__Instructions to follow__:
What you return should match every entry, character for character.

(Items listed in a dataset)
______________________________
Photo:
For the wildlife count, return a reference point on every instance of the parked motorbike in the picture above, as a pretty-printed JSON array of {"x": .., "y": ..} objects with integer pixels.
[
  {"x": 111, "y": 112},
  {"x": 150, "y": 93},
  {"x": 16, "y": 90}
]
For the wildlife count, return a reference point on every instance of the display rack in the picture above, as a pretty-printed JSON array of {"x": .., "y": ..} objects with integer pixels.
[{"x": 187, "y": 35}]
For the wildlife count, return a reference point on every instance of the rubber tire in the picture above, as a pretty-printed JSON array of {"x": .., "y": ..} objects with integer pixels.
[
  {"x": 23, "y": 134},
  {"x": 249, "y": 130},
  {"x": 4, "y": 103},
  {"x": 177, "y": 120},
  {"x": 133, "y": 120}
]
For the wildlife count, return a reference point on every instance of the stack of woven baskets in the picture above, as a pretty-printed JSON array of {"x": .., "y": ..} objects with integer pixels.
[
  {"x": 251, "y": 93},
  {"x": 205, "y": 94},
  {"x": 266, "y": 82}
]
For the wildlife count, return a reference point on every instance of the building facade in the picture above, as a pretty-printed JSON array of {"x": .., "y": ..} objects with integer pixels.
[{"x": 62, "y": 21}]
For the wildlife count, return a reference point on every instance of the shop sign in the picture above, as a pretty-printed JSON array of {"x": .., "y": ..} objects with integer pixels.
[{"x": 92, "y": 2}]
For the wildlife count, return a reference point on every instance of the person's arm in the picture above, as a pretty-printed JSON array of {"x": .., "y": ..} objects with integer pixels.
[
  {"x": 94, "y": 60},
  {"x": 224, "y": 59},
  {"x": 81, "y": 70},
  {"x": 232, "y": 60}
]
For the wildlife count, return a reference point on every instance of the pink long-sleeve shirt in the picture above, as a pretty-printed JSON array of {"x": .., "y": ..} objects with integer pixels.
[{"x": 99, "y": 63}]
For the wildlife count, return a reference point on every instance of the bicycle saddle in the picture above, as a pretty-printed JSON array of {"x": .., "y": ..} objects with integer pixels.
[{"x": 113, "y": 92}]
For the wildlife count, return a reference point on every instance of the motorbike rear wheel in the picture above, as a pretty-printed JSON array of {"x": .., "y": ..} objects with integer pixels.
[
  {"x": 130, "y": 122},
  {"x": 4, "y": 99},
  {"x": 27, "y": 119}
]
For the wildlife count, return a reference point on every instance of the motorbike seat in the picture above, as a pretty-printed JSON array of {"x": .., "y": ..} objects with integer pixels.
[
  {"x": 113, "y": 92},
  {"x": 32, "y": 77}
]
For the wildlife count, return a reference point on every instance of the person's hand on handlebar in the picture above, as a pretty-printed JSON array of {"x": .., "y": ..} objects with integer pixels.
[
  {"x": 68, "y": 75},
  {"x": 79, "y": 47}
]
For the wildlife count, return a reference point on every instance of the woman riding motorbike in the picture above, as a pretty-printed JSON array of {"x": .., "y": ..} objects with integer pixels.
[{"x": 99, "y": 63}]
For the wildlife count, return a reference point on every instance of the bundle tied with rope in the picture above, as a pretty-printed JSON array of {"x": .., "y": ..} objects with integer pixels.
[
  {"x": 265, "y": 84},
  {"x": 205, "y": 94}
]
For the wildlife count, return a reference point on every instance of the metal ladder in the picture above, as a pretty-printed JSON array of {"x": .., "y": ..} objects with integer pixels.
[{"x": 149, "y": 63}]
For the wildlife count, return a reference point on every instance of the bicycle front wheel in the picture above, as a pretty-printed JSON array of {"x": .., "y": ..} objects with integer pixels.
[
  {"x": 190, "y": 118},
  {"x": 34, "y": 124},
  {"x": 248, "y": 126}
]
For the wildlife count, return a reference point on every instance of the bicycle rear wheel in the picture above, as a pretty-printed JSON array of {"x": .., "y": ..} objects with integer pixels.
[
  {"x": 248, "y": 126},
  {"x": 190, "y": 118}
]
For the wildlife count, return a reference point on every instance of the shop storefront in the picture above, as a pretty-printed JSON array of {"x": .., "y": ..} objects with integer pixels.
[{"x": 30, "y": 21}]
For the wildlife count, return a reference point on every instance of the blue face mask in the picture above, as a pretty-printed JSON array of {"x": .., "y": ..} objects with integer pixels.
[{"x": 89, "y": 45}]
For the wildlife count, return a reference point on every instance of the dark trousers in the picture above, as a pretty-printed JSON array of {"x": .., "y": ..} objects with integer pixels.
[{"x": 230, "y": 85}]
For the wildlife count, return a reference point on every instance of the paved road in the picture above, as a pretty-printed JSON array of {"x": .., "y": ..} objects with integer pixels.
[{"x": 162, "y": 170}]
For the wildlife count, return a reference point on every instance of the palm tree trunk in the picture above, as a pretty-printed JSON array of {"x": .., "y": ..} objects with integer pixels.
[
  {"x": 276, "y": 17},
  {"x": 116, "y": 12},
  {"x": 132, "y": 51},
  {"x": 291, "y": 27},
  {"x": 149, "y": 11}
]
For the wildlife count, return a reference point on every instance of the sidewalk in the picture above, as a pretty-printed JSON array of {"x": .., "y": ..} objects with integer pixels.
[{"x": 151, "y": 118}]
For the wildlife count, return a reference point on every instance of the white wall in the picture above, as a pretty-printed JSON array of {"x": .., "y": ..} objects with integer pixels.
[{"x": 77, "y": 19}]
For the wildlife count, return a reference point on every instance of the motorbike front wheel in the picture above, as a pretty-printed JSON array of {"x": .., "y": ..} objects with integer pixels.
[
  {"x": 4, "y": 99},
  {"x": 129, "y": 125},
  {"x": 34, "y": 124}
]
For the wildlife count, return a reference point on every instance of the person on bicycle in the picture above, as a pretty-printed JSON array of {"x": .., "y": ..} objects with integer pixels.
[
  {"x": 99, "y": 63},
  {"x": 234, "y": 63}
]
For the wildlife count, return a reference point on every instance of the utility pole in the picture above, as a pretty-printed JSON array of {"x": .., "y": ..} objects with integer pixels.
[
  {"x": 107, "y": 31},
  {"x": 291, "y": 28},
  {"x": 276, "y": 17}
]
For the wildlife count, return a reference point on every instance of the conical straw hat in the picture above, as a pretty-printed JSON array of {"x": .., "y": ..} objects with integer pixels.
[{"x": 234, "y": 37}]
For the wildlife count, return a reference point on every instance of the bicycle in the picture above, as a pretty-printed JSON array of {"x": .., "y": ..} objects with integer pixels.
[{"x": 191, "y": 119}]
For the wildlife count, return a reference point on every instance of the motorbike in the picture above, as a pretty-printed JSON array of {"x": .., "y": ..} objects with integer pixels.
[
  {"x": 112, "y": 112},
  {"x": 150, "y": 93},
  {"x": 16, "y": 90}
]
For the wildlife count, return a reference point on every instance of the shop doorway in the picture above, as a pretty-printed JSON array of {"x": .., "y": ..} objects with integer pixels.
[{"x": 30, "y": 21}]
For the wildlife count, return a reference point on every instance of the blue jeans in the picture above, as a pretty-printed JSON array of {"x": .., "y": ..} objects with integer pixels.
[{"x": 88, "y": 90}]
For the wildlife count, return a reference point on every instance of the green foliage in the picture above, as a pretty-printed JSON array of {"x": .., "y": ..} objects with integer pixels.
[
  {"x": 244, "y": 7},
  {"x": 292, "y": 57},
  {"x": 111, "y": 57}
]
______________________________
__Solved problem__:
Photo:
For the wildlife count, return a reference point on every instance of the parked motorbike in the picture above, as a pretty-printed JSON array of {"x": .., "y": ..} objects with integer pixels.
[
  {"x": 111, "y": 112},
  {"x": 150, "y": 93},
  {"x": 16, "y": 90}
]
For the wildlife count, return a reference point on every instance of the display rack in the picture above, as a pretty-printed JSON array of {"x": .., "y": ..} objects with integer pixels.
[{"x": 187, "y": 35}]
For the wildlife count, return a reference point on every instance of the rubber tire in the picture above, as a pretty-printed JSON array of {"x": .., "y": ..} objects with integer pixels.
[
  {"x": 23, "y": 134},
  {"x": 249, "y": 130},
  {"x": 4, "y": 103},
  {"x": 177, "y": 120},
  {"x": 133, "y": 120}
]
For the wildlife count, return a reference point on every instance of the stack of woven baskets in the picture above, as a pretty-printed JSON array of {"x": .., "y": ..} objects with integer pixels.
[
  {"x": 251, "y": 93},
  {"x": 205, "y": 94},
  {"x": 266, "y": 82}
]
For the wildlife count, return a reference point on every instance of the building facade in the picture above, as a pretty-printed JSON array of {"x": .., "y": ..} objects with integer pixels.
[{"x": 62, "y": 21}]
For the wildlife count, return a reference point on every instance of the shop sign in the picture above, as a pretty-printed JSON array of {"x": .., "y": ..} objects with integer pixels.
[{"x": 92, "y": 2}]
For the wildlife count, return a reference point on every instance of the person's arm in the picture above, as a pretty-printed JSON array of {"x": .., "y": ..} objects with integer pixels.
[
  {"x": 94, "y": 60},
  {"x": 224, "y": 59},
  {"x": 81, "y": 70},
  {"x": 232, "y": 60}
]
For the wildlife count, return a reference point on every instance of the pink long-sleeve shirt in the picture above, as a pretty-printed JSON array of {"x": .., "y": ..} objects with integer pixels.
[{"x": 99, "y": 63}]
For the wildlife count, return a reference point on every instance of the bicycle saddle in the picture above, as a pretty-printed JSON array of {"x": .., "y": ..} objects with integer pixels.
[{"x": 113, "y": 92}]
For the wildlife count, return a reference point on every instance of the motorbike rear wheel in the picture above, as a pretty-printed JSON array of {"x": .., "y": ..} objects with integer pixels.
[
  {"x": 130, "y": 122},
  {"x": 4, "y": 99},
  {"x": 27, "y": 119}
]
For the wildlife count, return a reference point on every instance of the motorbike seat in the picture above, as a pretty-printed JSON array of {"x": .., "y": ..} objects with integer pixels.
[
  {"x": 113, "y": 92},
  {"x": 32, "y": 77}
]
For the wildlife count, return a reference point on every instance of the person's hand on handlebar in the picture above, as a pretty-printed JSON array of {"x": .., "y": ..} objects with integer pixels.
[
  {"x": 68, "y": 75},
  {"x": 79, "y": 47}
]
For the wildlife count, return a reference point on every instance of the woman riding motorbike in the picture above, as a pretty-printed JSON array of {"x": .., "y": ..} objects with integer pixels.
[{"x": 99, "y": 63}]
For the wildlife count, return a reference point on every instance of the bundle tied with rope in the picture above, as a pretty-printed JSON array of {"x": .., "y": ..} objects with integer pixels.
[
  {"x": 265, "y": 84},
  {"x": 205, "y": 94}
]
For the wildlife count, return a reference point on every instance of the metal ladder in the picture above, as a pretty-printed JSON array of {"x": .., "y": ..} objects with integer pixels.
[{"x": 149, "y": 63}]
For the wildlife count, return a reference point on every instance of the bicycle front wheel in the picture above, as a pretty-printed JSON array of {"x": .., "y": ..} objects with integer pixels.
[
  {"x": 190, "y": 118},
  {"x": 34, "y": 124},
  {"x": 248, "y": 126}
]
For the wildlife count, return a reference point on every instance of the bicycle rear wheel in the picture above, as a pretty-printed JSON array of {"x": .., "y": ..} objects with integer pixels.
[
  {"x": 248, "y": 126},
  {"x": 190, "y": 118}
]
For the wildlife count, return a reference point on every instance of the shop storefront in the picture above, as a pretty-printed JSON array of {"x": .., "y": ..} objects with integer pixels.
[{"x": 30, "y": 21}]
For the wildlife count, return a reference point on every instance of the blue face mask in the picture above, as a pretty-printed JSON array of {"x": .., "y": ..} objects with integer pixels.
[{"x": 89, "y": 45}]
For the wildlife count, return a reference point on every instance of the dark trousers in the picture above, as a pretty-printed JSON array of {"x": .., "y": ..} objects with integer pixels.
[{"x": 230, "y": 85}]
For the wildlife count, return a reference point on every instance of the paved road in the picture above, as a pretty-printed JSON array of {"x": .., "y": ..} objects with integer pixels.
[{"x": 162, "y": 170}]
For the wildlife count, return a reference point on every instance of the palm tree trunk in the picture above, as a pretty-printed JSON array of {"x": .., "y": ..} objects with integer pixels.
[
  {"x": 276, "y": 17},
  {"x": 116, "y": 12},
  {"x": 132, "y": 51},
  {"x": 291, "y": 27},
  {"x": 149, "y": 11}
]
For the wildlife count, return a reference point on every instance of the sidewalk in the picture above, as a pretty-printed JSON array of {"x": .., "y": ..} objects with integer pixels.
[{"x": 151, "y": 118}]
For the wildlife count, return a reference point on every instance of the white wall in the picture above, as a pretty-printed JSON array of {"x": .., "y": ..} objects with integer pixels.
[{"x": 77, "y": 19}]
For the wildlife count, return a reference point on every instance of the motorbike front wheel in the picture above, as a pretty-printed JSON array of {"x": .., "y": ..} objects with integer pixels.
[
  {"x": 4, "y": 99},
  {"x": 129, "y": 125},
  {"x": 34, "y": 124}
]
For the wildlife count, return a reference point on every instance of the person on bicycle in the picture above, as a pretty-printed JSON array of {"x": .., "y": ..} objects with integer pixels.
[
  {"x": 99, "y": 63},
  {"x": 234, "y": 63}
]
For the wildlife count, return a reference point on every instance of the utility pole in the picture above, as a pretty-printed JSON array of {"x": .., "y": ..} objects with integer pixels.
[
  {"x": 107, "y": 31},
  {"x": 291, "y": 28},
  {"x": 276, "y": 17}
]
For the wildlife count, return a reference point on every instance of the conical straw hat in the picture above, as a pretty-printed JSON array of {"x": .., "y": ..} objects with integer pixels.
[{"x": 234, "y": 37}]
For the wildlife count, return a reference point on every instance of the bicycle in the picture above, as a pretty-printed JSON array of {"x": .., "y": ..} objects with integer pixels.
[{"x": 191, "y": 119}]
For the wildlife count, return a reference point on every instance of the motorbike in the picture above, as a pretty-printed JSON array of {"x": .., "y": ..} objects with integer pixels.
[
  {"x": 112, "y": 112},
  {"x": 150, "y": 93},
  {"x": 16, "y": 90}
]
For the wildlife count, return a reference point on every instance of the shop doorway in the picture above, as a pretty-printed JSON array of {"x": .., "y": ..} objects with integer pixels.
[{"x": 30, "y": 21}]
For the wildlife count, return a reference point on every instance of the blue jeans in the picture above, as a pretty-printed JSON array of {"x": .., "y": ..} objects with integer pixels.
[{"x": 88, "y": 90}]
For the wildlife count, return a reference point on every instance of the green foliage in the picture above, as a pretty-printed JSON array of {"x": .., "y": ..} objects with integer pixels.
[
  {"x": 244, "y": 7},
  {"x": 292, "y": 57},
  {"x": 111, "y": 57}
]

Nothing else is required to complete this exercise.